Work request: Take the line that contains "Could you locate every baseboard" and all lines after it, up to and including the last line of the data, and write them out exactly; nothing else belongs in the answer.

Dataset records:
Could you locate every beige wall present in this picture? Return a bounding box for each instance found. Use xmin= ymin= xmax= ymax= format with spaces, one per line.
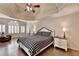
xmin=37 ymin=12 xmax=79 ymax=50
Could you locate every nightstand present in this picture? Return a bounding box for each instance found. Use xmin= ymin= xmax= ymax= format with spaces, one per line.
xmin=54 ymin=36 xmax=67 ymax=51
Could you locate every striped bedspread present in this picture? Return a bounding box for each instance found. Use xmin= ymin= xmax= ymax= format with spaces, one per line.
xmin=17 ymin=35 xmax=53 ymax=56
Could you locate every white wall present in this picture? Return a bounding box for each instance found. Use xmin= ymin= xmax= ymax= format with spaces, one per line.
xmin=37 ymin=12 xmax=79 ymax=50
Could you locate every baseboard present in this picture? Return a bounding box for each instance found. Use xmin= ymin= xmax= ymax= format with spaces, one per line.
xmin=68 ymin=47 xmax=79 ymax=51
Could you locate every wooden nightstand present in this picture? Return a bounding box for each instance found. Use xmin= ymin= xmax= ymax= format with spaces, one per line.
xmin=54 ymin=36 xmax=67 ymax=51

Result of this exercise:
Could you locate every baseboard present in this picture? Return a bounding box for each instance found. Use xmin= ymin= xmax= ymax= format with spaces, one per line.
xmin=68 ymin=47 xmax=79 ymax=51
Could you locate every wooden nightstand present in this picture? Return a bounding box for each instance found. Use xmin= ymin= xmax= ymax= format with spaces, one per line.
xmin=54 ymin=36 xmax=67 ymax=51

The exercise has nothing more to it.